# Acer Predator problem



## Coxitis (30. August 2017)

Hey,
ich hab mir einen *Acer Predator XB271HUAbmiprz 69 cm (27 Zoll) TN-Panel WQHD*
gekauft und habe bei schauen von dunklen Videos starke Probleme mit den Übergängen.
Habe es mal abfotografiert und wollte fragen ob das normal ist bei dem Monitor oder ob ich ihn umtauschen muss.
Mit Gamma/Kontrast/Helligkeit kann man es leicht verbessern aber nicht so richtig..  oder gibt es vielleicht noch irgendwelche tricks dafür? 

Vielen dank im voraus!

Grafikkarte: MSI GTX 1070 Gaming X 8GB


----------



## 0ssi (31. August 2017)

Das ist ein Mix auf Kompressionsartefakten des Contents und dem TN Panel mit 6 bit Farbtiefe + Dithering = Colorbanding. Kein Problem sondern aktueller Stand der LCD Technik.


----------



## claster17 (31. August 2017)

Ist durchaus ein Problem, weil andere 6bit+FRC das nicht haben. Das Problem sieht dem des Dell S2716DG sehr ähnlich.


----------



## mili2110 (31. August 2017)

Bei meinem Dell hat es geholfen im Nvidia Control Panel unter "Auflösung ändern" mal den dynamischen Farbbereich auf "begrenzt" zu setzen. Jetzt sollte das Bild blasser wirken aber das Color Banding sollte verschwinden. Unter Desktop-Farbeinstellungen kannst du dann das Gamma sowie die digital vibrance anpassen um dem gegen zu wirken.


----------



## Coxitis (31. August 2017)

Vielen dank an euch  
Es auf begrenzt zu setzen hat viel geholfen danke


----------



## claster17 (31. August 2017)

Begrenzter Dynamikbereich ist keine wirkliche Lösung, da du damit den Kontrast des Bildschirms massiv verringerst und die Bildqualität extrem drunter leidet. Ich würde den Bildschirm austauschen oder ein anderes Modell nehmen.


----------



## asdf1234 (31. August 2017)

Ich habe den selben Monitor heute gekauft und angeschlossen. Die Auflösung ist 2560 x 1440 aber wie stelle ich in Windows 10 die 144 Hz ein ?
 Ich habe den Monitor über ein HDMI Kabel verbunden brauch man für die 144 Hz DIsplayPort ?

Unter Anzeigeeinstellungen und dann Adaptereigenschaften und dann unter monitor steht nur 60 Hz ? DA müsste man ja eigentlich auch 144 Hz auswählen können.

// Ah schon ok habe gerade gelesen das die 144Hz nur mit DisplayPort gehen. Jetzt noch eine Frage meine Grafikkarte hat zwei mini DiplayPort Anschlüsse würde ein Adapter was bringen von mini auf normal dispayPort ? Könnte ich dann 144Hz einstellen ?


----------



## claster17 (31. August 2017)

Regel #1: HDMI nur verwenden, wenn man keine andere Wahl hat, da es meistens die Quelle aller Probleme bei Bildschirmen ist. Außerdem hat es eine zu geringe Bandbreite (da kein HDMI 2.0) für 144Hz und G-Sync funktioniert damit ebenso nicht.
-=-=-=-=-
Aufgabe
Setze die Forendiskussion über den Acer-Predator-Monitor im Anschluss an ihren letzten Beitrag fort.

Bereitgestellte Daten
-=-=-=-=-
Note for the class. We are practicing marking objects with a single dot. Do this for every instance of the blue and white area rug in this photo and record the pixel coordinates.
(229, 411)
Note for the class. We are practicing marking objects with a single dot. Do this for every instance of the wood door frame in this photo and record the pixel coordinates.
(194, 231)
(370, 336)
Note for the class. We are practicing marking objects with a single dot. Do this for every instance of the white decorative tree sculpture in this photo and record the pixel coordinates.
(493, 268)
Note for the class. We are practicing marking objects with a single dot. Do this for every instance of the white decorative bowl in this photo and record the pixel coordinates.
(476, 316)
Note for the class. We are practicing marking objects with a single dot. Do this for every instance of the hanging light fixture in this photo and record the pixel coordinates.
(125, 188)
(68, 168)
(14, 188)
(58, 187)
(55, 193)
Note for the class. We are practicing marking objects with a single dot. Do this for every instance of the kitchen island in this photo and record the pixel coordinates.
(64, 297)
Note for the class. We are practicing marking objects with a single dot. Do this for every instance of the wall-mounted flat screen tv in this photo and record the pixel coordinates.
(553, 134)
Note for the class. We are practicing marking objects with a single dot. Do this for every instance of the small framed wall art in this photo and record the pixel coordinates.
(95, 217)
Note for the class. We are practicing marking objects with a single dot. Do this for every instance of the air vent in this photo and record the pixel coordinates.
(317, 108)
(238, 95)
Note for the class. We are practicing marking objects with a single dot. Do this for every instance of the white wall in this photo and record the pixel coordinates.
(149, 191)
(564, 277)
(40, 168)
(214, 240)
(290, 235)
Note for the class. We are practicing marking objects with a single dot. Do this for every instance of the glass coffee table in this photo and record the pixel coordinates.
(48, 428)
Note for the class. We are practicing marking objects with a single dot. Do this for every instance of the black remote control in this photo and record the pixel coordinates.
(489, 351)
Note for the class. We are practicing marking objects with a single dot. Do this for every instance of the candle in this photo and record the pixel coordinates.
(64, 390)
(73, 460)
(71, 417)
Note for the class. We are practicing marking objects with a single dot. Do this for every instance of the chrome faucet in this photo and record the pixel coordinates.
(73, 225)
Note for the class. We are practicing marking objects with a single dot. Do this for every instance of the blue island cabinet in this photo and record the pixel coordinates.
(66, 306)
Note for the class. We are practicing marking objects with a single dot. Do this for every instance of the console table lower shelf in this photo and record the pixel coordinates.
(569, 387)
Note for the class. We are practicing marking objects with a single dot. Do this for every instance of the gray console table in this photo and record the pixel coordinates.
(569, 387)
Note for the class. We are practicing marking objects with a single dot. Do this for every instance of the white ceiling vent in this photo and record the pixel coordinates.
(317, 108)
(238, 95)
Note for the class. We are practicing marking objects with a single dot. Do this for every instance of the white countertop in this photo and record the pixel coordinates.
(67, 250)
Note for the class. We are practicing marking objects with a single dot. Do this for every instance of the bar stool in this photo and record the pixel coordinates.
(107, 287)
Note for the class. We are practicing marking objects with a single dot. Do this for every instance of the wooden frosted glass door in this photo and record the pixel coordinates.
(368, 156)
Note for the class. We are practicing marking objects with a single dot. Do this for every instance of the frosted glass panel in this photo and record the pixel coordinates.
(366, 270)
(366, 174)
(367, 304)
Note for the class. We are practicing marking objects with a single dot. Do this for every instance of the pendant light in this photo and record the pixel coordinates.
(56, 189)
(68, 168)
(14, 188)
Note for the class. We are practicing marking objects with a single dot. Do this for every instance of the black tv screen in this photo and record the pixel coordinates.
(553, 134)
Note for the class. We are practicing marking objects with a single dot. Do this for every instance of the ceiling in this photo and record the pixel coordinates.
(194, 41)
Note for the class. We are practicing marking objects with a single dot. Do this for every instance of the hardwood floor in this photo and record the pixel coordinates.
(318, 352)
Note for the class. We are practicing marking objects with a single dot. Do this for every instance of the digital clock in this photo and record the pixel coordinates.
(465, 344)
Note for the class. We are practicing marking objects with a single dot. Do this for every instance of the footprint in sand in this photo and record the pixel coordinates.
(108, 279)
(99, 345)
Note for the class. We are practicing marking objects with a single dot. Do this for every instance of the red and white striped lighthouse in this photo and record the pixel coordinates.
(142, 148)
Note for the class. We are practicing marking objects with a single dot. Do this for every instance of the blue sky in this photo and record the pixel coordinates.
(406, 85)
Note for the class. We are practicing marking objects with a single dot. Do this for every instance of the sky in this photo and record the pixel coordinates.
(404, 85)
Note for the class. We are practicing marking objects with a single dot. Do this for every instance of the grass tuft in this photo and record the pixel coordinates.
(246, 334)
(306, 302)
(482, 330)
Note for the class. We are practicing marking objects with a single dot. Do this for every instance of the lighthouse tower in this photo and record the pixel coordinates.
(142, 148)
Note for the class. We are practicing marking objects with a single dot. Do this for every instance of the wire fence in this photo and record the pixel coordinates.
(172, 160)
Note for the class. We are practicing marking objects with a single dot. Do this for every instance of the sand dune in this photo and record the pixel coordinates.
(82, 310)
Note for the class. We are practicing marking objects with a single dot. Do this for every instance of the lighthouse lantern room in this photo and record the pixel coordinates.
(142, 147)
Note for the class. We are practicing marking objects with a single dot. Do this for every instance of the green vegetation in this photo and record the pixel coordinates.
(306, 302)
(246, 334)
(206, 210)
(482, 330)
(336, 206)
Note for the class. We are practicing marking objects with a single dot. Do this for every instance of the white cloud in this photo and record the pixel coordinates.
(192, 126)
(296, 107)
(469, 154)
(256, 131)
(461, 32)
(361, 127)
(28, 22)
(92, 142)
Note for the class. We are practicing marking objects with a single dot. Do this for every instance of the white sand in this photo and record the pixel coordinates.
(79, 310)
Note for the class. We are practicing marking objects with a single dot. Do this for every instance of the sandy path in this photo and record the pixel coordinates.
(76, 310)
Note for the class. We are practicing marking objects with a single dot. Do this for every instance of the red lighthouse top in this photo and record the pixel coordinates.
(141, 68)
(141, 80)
-=-=-=-=-
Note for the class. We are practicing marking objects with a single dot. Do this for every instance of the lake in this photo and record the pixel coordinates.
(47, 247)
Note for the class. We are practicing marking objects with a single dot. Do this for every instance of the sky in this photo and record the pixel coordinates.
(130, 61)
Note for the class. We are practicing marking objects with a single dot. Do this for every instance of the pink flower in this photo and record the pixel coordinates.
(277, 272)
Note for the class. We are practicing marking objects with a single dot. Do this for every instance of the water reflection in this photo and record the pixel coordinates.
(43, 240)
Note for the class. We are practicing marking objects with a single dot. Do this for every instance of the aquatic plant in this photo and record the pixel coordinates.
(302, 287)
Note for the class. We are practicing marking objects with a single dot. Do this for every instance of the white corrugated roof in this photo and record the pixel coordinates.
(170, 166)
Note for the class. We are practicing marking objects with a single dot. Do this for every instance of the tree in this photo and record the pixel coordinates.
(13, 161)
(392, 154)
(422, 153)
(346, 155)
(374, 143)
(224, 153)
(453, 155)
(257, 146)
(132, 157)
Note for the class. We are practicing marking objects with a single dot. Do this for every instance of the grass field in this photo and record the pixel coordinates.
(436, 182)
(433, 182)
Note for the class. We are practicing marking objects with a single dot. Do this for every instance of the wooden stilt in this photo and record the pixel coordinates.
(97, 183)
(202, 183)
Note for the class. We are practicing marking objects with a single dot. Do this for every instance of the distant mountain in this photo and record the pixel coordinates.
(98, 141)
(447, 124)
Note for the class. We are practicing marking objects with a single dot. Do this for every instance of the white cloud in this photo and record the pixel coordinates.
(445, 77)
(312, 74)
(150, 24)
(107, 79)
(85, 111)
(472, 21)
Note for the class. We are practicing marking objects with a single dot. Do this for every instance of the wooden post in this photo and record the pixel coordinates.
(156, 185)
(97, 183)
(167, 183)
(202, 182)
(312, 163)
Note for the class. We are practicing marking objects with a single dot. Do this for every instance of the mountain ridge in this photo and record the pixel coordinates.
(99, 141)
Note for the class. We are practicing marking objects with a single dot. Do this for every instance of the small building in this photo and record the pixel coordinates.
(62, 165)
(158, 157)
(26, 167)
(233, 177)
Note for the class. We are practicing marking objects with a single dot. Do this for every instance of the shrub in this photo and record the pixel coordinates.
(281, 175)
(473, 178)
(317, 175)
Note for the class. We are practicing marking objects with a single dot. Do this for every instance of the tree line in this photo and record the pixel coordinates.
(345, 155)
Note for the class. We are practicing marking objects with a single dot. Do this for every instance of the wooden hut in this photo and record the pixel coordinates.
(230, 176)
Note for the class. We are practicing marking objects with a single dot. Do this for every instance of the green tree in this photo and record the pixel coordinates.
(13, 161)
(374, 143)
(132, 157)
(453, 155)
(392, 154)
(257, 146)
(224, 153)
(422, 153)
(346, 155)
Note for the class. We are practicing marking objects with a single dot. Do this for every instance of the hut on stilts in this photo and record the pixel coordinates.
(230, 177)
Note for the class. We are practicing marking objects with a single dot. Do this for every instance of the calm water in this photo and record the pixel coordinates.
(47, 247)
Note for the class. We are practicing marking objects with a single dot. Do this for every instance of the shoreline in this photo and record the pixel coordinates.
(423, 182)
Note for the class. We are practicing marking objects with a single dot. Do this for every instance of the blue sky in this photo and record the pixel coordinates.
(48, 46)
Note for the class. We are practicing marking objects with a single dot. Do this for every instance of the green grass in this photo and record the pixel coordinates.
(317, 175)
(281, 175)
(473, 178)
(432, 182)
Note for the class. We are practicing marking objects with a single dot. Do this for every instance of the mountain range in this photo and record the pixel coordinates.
-=-=-=-=-
Erwartete Antwort
----------



## asdf1234 (31. August 2017)

Funktionieren die 144Hz und G-Sync auch mit einen DisplayPort Mini auf DisplayPort Kabel ?


----------



## JoM79 (31. August 2017)

Ja, funktioniert.
Ausser natürlich du hast immer noch die 270X aus deiner Signatur.


----------



## asdf1234 (31. August 2017)

Ja ich habe noch die  HIS R9 270X die hat auch zwei mini DisplayPort. Das G-Sync nicht geht ist mir klar es ist ja keine nVidia Karte aber 144Hz würden auch so gehen mit den DisplayPort Mini auf DisplayPort Kabel oder ?


----------



## JoM79 (31. August 2017)

Ja, normalerweise schon.


----------



## asdf1234 (1. September 2017)

Ich habe jetzt den Acer Predator Monitor mit einen DispalyPort - Mini DisplayPort Kabel an meinen PC angeschlossen. Aber wenn ich jetzt den Monitor auf Display Port Modus stelle kommt No Signal ?

/ Jetzt geht es zwar ich kann auf DisplayPort wechseln aber die Auflösung ist 640x480 und ich kann sie nicht ändern und ich sehe auch keinen mouse Zeiger.


----------



## JoM79 (1. September 2017)

Was für ein Kabel hast du gekauft?


----------



## asdf1234 (1. September 2017)

Das hier : DisplayPort Mini auf DisplayPort 2,0m | Monitor / Tastatur | Kabel / Adapter / Terminatoren | BWZ Elektronik Vertrieb GmbH


----------



## JoM79 (1. September 2017)

Da steht jetzt mal Garnichts zur DP Version dabei.
Aber mehr als 640x480 solltest du haben.


----------



## asdf1234 (1. September 2017)

Steht 1.2V drauf geht aber nicht.


----------



## JoM79 (1. September 2017)

Hmm.
Guck mal im OSD des Monitors, ob du die DP Version umstellen kannst.


----------



## asdf1234 (1. September 2017)

Ich kann im Menu fur zwischen DP und HDMI wechseln aber Version und so geht nicht.
Ich habe da noch ein keines Problem wenn ich auf den Desktop mit den mousezeiger ganz nach rechs gehe oder ganz nach unten dann verschwindet er wenn ich ganz nach links gehe sieht man ihn aber noch ist das normal ?


----------



## JoM79 (1. September 2017)

Wie sehen deine Skalierungsoptionen im Treiber und im OSD aus?


----------



## Jerem1ah (1. September 2017)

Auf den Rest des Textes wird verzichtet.